TASK BRIEF | Copy out all the records exactly.

-- start PROVIDED DATA --

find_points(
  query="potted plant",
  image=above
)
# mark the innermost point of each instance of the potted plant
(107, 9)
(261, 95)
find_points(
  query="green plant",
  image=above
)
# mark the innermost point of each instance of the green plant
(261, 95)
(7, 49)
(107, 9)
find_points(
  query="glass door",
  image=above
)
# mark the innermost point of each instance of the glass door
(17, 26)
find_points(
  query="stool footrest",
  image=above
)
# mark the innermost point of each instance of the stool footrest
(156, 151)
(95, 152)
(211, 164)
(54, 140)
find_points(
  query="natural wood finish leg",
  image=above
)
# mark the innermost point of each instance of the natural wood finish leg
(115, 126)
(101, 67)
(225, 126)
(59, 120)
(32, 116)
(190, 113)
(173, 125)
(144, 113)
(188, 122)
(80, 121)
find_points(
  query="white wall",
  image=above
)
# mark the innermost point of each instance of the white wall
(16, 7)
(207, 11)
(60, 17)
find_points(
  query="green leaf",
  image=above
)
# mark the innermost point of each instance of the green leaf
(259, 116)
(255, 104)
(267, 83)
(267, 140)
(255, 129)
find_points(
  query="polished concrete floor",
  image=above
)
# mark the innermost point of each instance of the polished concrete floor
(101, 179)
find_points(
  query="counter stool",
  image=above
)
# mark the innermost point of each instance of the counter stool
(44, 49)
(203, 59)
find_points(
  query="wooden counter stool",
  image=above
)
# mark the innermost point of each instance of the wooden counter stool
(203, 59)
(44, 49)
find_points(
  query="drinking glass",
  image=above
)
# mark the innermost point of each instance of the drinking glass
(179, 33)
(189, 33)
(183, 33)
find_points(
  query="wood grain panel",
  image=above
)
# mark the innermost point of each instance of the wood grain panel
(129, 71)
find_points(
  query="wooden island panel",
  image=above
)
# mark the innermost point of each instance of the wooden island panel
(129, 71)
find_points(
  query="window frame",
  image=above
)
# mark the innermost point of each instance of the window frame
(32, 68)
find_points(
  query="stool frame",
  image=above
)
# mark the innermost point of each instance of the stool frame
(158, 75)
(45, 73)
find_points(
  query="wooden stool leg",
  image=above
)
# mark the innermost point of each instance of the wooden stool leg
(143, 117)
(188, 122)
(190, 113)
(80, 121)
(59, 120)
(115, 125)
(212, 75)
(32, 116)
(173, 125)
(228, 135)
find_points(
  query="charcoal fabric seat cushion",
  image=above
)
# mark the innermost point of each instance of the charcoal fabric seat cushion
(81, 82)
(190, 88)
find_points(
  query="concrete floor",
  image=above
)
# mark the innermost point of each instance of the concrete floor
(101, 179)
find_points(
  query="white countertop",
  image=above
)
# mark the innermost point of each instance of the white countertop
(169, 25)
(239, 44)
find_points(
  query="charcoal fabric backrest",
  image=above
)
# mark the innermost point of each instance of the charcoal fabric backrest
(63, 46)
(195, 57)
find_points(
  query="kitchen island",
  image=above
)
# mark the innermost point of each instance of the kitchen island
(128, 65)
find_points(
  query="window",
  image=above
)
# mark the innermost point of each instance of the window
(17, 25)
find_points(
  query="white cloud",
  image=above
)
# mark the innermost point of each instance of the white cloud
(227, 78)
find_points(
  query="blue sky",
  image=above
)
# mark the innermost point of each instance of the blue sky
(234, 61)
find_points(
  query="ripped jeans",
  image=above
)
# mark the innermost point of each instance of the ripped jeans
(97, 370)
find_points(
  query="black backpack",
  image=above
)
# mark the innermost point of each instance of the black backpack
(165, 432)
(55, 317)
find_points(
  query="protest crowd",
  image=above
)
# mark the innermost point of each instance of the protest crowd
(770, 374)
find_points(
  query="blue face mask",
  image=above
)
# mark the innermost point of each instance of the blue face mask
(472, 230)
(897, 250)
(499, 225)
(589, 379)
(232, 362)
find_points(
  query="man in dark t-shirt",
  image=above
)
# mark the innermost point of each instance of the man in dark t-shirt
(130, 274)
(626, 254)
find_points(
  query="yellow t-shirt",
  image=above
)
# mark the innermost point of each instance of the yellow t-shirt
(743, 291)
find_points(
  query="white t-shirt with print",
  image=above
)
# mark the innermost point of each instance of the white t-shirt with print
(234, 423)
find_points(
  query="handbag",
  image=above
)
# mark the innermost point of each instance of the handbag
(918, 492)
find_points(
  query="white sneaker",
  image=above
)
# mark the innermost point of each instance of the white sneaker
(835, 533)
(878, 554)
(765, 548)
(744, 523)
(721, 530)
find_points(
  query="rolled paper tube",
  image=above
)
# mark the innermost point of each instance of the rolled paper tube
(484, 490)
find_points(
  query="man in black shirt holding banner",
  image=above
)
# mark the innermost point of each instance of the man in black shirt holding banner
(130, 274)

-- end PROVIDED DATA --

TASK ANSWER |
find_points(
  query="potted plant",
  image=above
)
# mark the innermost point of each instance of the potted plant
(107, 9)
(261, 95)
find_points(
  query="green plant",
  image=above
)
# mark the innermost point of each instance of the green plant
(261, 95)
(7, 49)
(107, 9)
find_points(
  query="glass door",
  image=above
)
# mark the innermost point of each instance of the glass door
(17, 26)
find_points(
  query="stool footrest",
  image=above
)
# mark the innermost point of each instance of the stool footrest
(156, 151)
(95, 152)
(211, 164)
(54, 140)
find_points(
  query="natural wood finish leg",
  image=above
)
# mark the innermost point of each instance of the natural wood finish leg
(115, 126)
(101, 67)
(225, 126)
(59, 120)
(32, 116)
(190, 113)
(173, 125)
(144, 113)
(188, 122)
(80, 121)
find_points(
  query="white wall",
  image=above
)
# mark the innermost point of each instance of the white wall
(16, 7)
(207, 11)
(60, 17)
find_points(
  query="green leaf",
  image=above
)
# mark the innermost point of each instance of the green leaf
(259, 116)
(255, 104)
(267, 83)
(267, 140)
(255, 129)
find_points(
  query="polished concrete floor",
  image=above
)
# mark the innermost point of each instance of the polished concrete floor
(101, 179)
find_points(
  query="counter stool",
  image=above
)
# mark the innermost point of each instance of the counter stool
(44, 49)
(203, 59)
find_points(
  query="wooden counter stool",
  image=above
)
# mark the innermost point of each instance of the wooden counter stool
(203, 59)
(44, 49)
find_points(
  query="drinking glass",
  image=above
)
# mark the innermost point of each instance of the drinking glass
(179, 33)
(189, 33)
(183, 33)
find_points(
  query="wood grain panel",
  image=above
)
# mark the innermost point of each instance of the wood grain panel
(129, 71)
find_points(
  query="wooden island panel",
  image=above
)
# mark the innermost point of each instance of the wooden island panel
(129, 71)
find_points(
  query="window frame",
  image=above
)
# mark the innermost point of each instance of the window frame
(32, 68)
find_points(
  query="stool frame",
  image=above
)
# mark the innermost point of each instance of the stool frame
(158, 75)
(45, 73)
find_points(
  query="wooden stool leg",
  image=above
)
# mark the innermost point of each instance of the wooden stool leg
(143, 117)
(188, 122)
(190, 113)
(80, 121)
(59, 120)
(115, 125)
(212, 75)
(32, 116)
(173, 125)
(228, 135)
find_points(
  query="charcoal fabric seat cushion",
  image=above
)
# mark the innermost point of each instance of the charcoal fabric seat cushion
(81, 82)
(190, 88)
find_points(
  query="concrete floor",
  image=above
)
# mark the innermost point of each instance of the concrete floor
(101, 179)
find_points(
  query="white countertop",
  image=above
)
# mark the innermost point of each instance of the white countertop
(169, 25)
(239, 44)
find_points(
  query="charcoal fabric backrest",
  image=above
)
# mark the innermost point of each instance of the charcoal fabric backrest
(63, 46)
(195, 57)
find_points(
  query="kitchen island",
  image=above
)
# mark the innermost point of each instance of the kitchen island
(128, 65)
find_points(
  query="window",
  image=above
)
# mark the innermost point of each instance of the window
(17, 25)
find_points(
  query="white cloud",
  image=above
)
# mark the innermost point of each instance of the white cloud
(227, 78)
find_points(
  query="blue sky",
  image=above
)
# mark the innermost point of each instance of the blue sky
(234, 61)
find_points(
  query="ripped jeans",
  image=above
)
# mark the innermost point of each instance of the ripped jeans
(97, 370)
find_points(
  query="black backpack",
  image=above
)
# mark the innermost point of each instance of the black backpack
(165, 432)
(55, 317)
find_points(
  query="protest crowd",
  image=above
)
# mark the innermost point of each instance of the protest crowd
(770, 374)
find_points(
  query="blue face mask",
  image=above
)
# mark the innermost point of each instance of the blue face mask
(472, 230)
(897, 250)
(499, 225)
(589, 379)
(232, 362)
find_points(
  query="man in dark t-shirt",
  image=above
)
# mark the innermost point of each instance of the man in dark t-shirt
(130, 274)
(626, 254)
find_points(
  query="yellow t-shirt",
  image=above
)
# mark the innermost point of each instance of the yellow t-shirt
(743, 291)
find_points(
  query="white t-shirt with print",
  image=above
)
# mark the innermost point of each instance of the white t-shirt with print
(234, 423)
find_points(
  query="handbag",
  image=above
)
# mark the innermost point of each instance of the handbag
(918, 492)
find_points(
  query="white sneaker",
  image=above
)
# mark the innermost point of each instance of the white sneaker
(835, 533)
(878, 554)
(765, 548)
(744, 523)
(721, 530)
find_points(
  query="rolled paper tube",
  image=above
)
# mark the innermost point of each instance of the rolled paper tube
(484, 490)
find_points(
  query="man in black shirt holding banner",
  image=above
)
# mark the innermost point of each instance of the man in black shirt holding banner
(130, 274)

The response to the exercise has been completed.